RAW DATA:

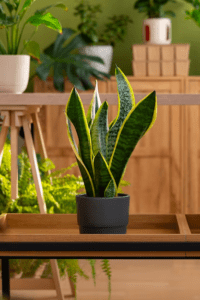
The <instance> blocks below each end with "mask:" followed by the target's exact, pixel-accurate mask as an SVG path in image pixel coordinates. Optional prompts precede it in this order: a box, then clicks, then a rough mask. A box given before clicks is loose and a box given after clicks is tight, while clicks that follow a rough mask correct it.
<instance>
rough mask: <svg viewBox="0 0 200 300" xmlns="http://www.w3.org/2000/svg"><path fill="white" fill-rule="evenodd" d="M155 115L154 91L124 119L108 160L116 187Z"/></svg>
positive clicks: (147, 95) (156, 100)
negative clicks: (135, 147) (131, 154)
mask: <svg viewBox="0 0 200 300" xmlns="http://www.w3.org/2000/svg"><path fill="white" fill-rule="evenodd" d="M156 115H157V97H156V93H155V91H153V92H152V93H150V94H149V95H147V96H146V97H145V98H144V99H142V100H141V101H139V102H138V103H137V105H136V106H135V107H134V108H133V109H132V110H131V111H130V112H129V114H128V115H127V117H126V118H125V120H124V122H123V124H122V126H121V128H120V130H119V133H118V136H117V140H116V144H115V148H114V150H113V154H112V156H111V159H110V163H109V169H110V170H111V173H112V174H113V177H114V178H115V182H116V184H117V186H118V185H119V183H120V180H121V178H122V175H123V173H124V169H125V166H126V164H127V162H128V160H129V158H130V156H131V153H132V152H133V150H134V148H135V146H136V145H137V143H138V141H139V139H140V138H141V137H142V136H143V135H144V133H145V132H147V130H148V129H149V128H151V127H152V126H153V123H154V122H155V119H156Z"/></svg>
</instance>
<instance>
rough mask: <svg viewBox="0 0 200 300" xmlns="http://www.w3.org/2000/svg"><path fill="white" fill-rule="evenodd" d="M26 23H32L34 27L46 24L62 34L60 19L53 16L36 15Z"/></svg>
mask: <svg viewBox="0 0 200 300" xmlns="http://www.w3.org/2000/svg"><path fill="white" fill-rule="evenodd" d="M26 23H30V24H32V25H34V26H39V25H42V24H44V25H45V26H47V27H48V28H51V29H53V30H58V31H59V33H62V26H61V24H60V22H59V21H58V19H56V18H54V17H53V16H52V14H50V13H46V14H45V15H40V14H35V15H33V16H32V17H30V18H29V19H28V20H27V21H26Z"/></svg>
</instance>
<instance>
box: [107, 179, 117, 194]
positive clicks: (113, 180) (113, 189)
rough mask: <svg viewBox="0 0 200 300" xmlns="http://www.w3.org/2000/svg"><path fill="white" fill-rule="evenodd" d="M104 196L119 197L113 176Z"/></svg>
mask: <svg viewBox="0 0 200 300" xmlns="http://www.w3.org/2000/svg"><path fill="white" fill-rule="evenodd" d="M104 197H107V198H113V197H117V193H116V183H115V181H114V179H113V178H112V179H111V180H110V181H109V183H108V185H107V187H106V189H105V191H104Z"/></svg>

WHAT IS BEING ASKED:
Above are the records; repeat them all exactly, without the pictures.

RESULT OF THIS TASK:
The <instance> blocks below each end with "mask:" followed by the target's exact, pixel-accurate mask as an SVG path in image pixel coordinates. Optional prompts precede it in this order: a box, then clicks, then a rough mask. A box given before clicks is loose and a box given after clicks is tight, while clicks that follow a rough mask correct it.
<instance>
rough mask: <svg viewBox="0 0 200 300" xmlns="http://www.w3.org/2000/svg"><path fill="white" fill-rule="evenodd" d="M155 115L154 91L124 119L108 160L116 187Z"/></svg>
positive clicks: (147, 95) (156, 100)
negative clicks: (135, 147) (131, 154)
mask: <svg viewBox="0 0 200 300" xmlns="http://www.w3.org/2000/svg"><path fill="white" fill-rule="evenodd" d="M156 115H157V97H156V93H155V91H153V92H152V93H150V94H149V95H147V96H146V97H145V98H144V99H142V100H141V101H139V102H138V103H137V105H136V106H135V107H134V108H133V109H132V110H131V111H130V112H129V114H128V115H127V117H126V118H125V120H124V122H123V124H122V126H121V128H120V130H119V133H118V136H117V140H116V144H115V148H114V150H113V154H112V156H111V159H110V163H109V169H110V170H111V173H112V174H113V177H114V178H115V182H116V184H117V186H118V185H119V183H120V180H121V178H122V175H123V173H124V169H125V166H126V164H127V162H128V160H129V158H130V156H131V153H132V152H133V150H134V148H135V146H136V145H137V143H138V141H139V139H140V138H141V137H142V136H143V135H144V133H145V132H147V130H148V129H149V128H151V127H152V126H153V123H154V122H155V119H156Z"/></svg>
</instance>
<instance>
rough mask: <svg viewBox="0 0 200 300" xmlns="http://www.w3.org/2000/svg"><path fill="white" fill-rule="evenodd" d="M26 23H32L34 27L46 24L62 34L60 19L53 16L36 15Z"/></svg>
mask: <svg viewBox="0 0 200 300" xmlns="http://www.w3.org/2000/svg"><path fill="white" fill-rule="evenodd" d="M26 23H30V24H32V25H34V26H39V25H42V24H44V25H45V26H47V27H48V28H51V29H53V30H58V31H59V33H62V26H61V24H60V22H59V21H58V19H56V18H54V17H53V16H52V14H50V13H46V14H45V15H40V14H35V15H33V16H32V17H30V18H29V19H28V20H27V21H26Z"/></svg>
</instance>
<instance>
box: [107, 179, 117, 194]
positive clicks: (113, 180) (113, 189)
rough mask: <svg viewBox="0 0 200 300" xmlns="http://www.w3.org/2000/svg"><path fill="white" fill-rule="evenodd" d="M104 196L119 197L113 176Z"/></svg>
mask: <svg viewBox="0 0 200 300" xmlns="http://www.w3.org/2000/svg"><path fill="white" fill-rule="evenodd" d="M104 197H107V198H113V197H117V193H116V183H115V181H114V179H113V178H112V179H111V180H110V181H109V183H108V185H107V187H106V189H105V191H104Z"/></svg>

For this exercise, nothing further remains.